Your goal: Which lines in the rows below contain the word "shorts"? Return each of those lines in full.

Material to process:
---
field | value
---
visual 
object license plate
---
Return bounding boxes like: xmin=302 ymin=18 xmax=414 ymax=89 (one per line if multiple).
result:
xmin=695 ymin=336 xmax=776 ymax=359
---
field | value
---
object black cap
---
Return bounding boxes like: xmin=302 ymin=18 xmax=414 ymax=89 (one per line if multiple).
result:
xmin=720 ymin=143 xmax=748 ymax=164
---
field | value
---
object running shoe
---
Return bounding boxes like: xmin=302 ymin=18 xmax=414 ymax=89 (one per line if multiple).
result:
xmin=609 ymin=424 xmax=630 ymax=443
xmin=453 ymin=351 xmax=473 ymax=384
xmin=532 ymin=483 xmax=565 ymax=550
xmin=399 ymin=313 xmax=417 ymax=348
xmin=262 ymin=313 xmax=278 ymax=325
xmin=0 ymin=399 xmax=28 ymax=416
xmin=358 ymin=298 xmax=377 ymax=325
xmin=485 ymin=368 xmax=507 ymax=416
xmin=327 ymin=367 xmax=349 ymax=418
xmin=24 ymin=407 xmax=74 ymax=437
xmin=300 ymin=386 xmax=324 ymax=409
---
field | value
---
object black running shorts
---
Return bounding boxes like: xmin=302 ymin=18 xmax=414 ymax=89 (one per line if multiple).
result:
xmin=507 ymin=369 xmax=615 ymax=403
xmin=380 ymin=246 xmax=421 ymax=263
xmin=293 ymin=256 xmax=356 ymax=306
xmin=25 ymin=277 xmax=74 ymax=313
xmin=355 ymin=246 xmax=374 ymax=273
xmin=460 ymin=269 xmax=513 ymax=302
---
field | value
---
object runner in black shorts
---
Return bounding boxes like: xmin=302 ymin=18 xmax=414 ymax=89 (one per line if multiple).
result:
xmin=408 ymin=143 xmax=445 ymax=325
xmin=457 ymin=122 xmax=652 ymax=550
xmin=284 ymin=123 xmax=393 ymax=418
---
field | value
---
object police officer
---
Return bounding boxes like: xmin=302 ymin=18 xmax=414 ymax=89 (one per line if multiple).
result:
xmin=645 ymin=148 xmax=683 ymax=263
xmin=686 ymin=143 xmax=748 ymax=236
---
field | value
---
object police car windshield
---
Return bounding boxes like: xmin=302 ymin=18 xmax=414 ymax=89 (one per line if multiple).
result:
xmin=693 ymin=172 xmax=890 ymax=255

Full output:
object black running shorts
object runner in black shorts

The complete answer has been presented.